§ **TEXTE À LIRE**
Le cas de Ruttmann est celui de l'Allemagne, social-démocrate, avec un fort parti communiste dans les années weimariennes, et qui bascule dans le nazisme au début des années trente, quand le fait d'être au chômage inquiétait encore les gens. Cette transition-transgression est décrite durant toutes les années vingt par le cinéma expressionniste ou néo-monumental. Dans le cabinet du docteur Caligari, Robert Wiene, Carl May et leurs décorateurs dépeignent une Allemagne folle et livrée à des fous. Où l'on manipule des somnambules pour commettre des crimes. Déjà ici, on annonce ce qui va se passer plutôt que ce qui s'est passé (ce qui est toujours plus facile).

§ **EXTRAIT DES DONNÉES**
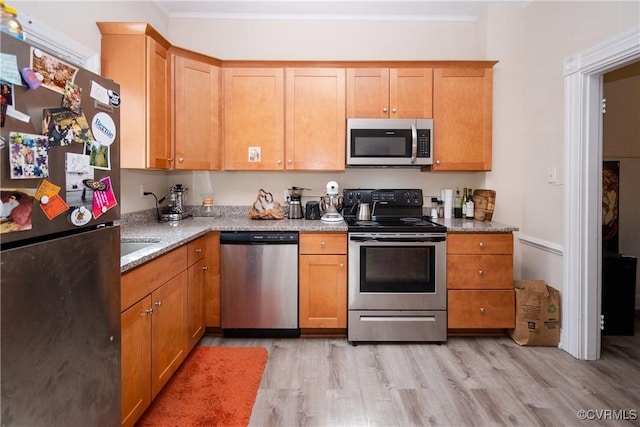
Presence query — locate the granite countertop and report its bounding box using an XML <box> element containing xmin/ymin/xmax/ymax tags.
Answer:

§ **TRAVAIL DEMANDÉ**
1. Pour chacune des affirmations suivantes, indiquez si elle concorde avec le texte sur le cinéma allemand. Répondez par oui ou par non et citez à l'identique les mots du texte qui tranchent. (a) L'Allemagne bascule dans le nazisme au début des années trente. (b) Le cabinet du docteur Caligari montre ce qui s'est déjà passé plutôt que ce qui va se passer. (c) Dans Le cabinet du docteur Caligari, des somnambules sont manipulés pour commettre des crimes.
2. Reproduisez sans la moindre modification le passage du texte sur le cinéma allemand qui va de « Le cas de Ruttmann » jusqu'à « toujours plus facile). ».

§ **RÉPONSES ATTENDUES**
1.
(a) Oui : « qui bascule dans le nazisme au début des années trente ».
(b) Non : « on annonce ce qui va se passer plutôt que ce qui s'est passé ».
(c) Oui : « Où l'on manipule des somnambules pour commettre des crimes. »

2.
Le cas de Ruttmann est celui de l'Allemagne, social-démocrate, avec un fort parti communiste dans les années weimariennes, et qui bascule dans le nazisme au début des années trente, quand le fait d'être au chômage inquiétait encore les gens. Cette transition-transgression est décrite durant toutes les années vingt par le cinéma expressionniste ou néo-monumental. Dans le cabinet du docteur Caligari, Robert Wiene, Carl May et leurs décorateurs dépeignent une Allemagne folle et livrée à des fous. Où l'on manipule des somnambules pour commettre des crimes. Déjà ici, on annonce ce qui va se passer plutôt que ce qui s'est passé (ce qui est toujours plus facile).